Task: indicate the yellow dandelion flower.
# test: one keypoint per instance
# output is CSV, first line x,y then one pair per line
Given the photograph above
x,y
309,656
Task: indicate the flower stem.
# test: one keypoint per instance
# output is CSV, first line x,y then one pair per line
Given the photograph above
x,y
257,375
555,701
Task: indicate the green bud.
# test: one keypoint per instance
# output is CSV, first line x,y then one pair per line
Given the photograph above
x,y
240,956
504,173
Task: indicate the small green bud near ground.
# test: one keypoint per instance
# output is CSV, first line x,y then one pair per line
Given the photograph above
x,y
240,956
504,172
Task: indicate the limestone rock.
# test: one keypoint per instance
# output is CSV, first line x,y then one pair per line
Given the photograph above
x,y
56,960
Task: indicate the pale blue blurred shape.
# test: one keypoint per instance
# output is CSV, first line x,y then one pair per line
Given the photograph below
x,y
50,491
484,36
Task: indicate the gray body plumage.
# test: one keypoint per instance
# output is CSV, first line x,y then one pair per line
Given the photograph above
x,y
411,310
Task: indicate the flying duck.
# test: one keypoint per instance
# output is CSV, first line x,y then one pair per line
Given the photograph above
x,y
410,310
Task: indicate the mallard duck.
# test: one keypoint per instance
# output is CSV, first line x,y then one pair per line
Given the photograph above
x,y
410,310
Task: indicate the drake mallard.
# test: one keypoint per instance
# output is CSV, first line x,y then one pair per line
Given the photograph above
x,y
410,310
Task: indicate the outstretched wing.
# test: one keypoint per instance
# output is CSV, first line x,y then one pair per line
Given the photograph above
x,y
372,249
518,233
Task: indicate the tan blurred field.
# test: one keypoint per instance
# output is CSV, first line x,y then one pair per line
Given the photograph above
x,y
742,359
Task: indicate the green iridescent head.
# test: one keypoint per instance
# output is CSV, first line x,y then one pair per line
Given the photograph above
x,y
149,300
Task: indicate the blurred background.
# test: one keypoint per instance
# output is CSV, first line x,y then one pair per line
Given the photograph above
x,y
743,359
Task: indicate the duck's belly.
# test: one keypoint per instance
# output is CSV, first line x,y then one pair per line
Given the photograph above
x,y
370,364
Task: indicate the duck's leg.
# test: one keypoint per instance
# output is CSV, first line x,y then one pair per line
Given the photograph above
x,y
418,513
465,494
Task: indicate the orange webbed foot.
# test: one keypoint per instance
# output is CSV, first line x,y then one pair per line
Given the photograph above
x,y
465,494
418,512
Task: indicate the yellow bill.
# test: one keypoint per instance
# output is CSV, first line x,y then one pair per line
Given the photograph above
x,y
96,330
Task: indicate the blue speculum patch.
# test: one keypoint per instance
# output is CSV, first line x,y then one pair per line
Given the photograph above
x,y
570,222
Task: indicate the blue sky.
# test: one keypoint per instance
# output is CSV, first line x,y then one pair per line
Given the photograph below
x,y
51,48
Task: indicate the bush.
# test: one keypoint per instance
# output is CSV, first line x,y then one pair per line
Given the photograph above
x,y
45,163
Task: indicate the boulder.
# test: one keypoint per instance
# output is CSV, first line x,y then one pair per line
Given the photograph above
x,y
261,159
════
=== ASSIGNMENT ===
Lines in the records above that contain the word "blue" need to be counted; the reply is that number and nothing else.

=== ANSWER SECTION ===
3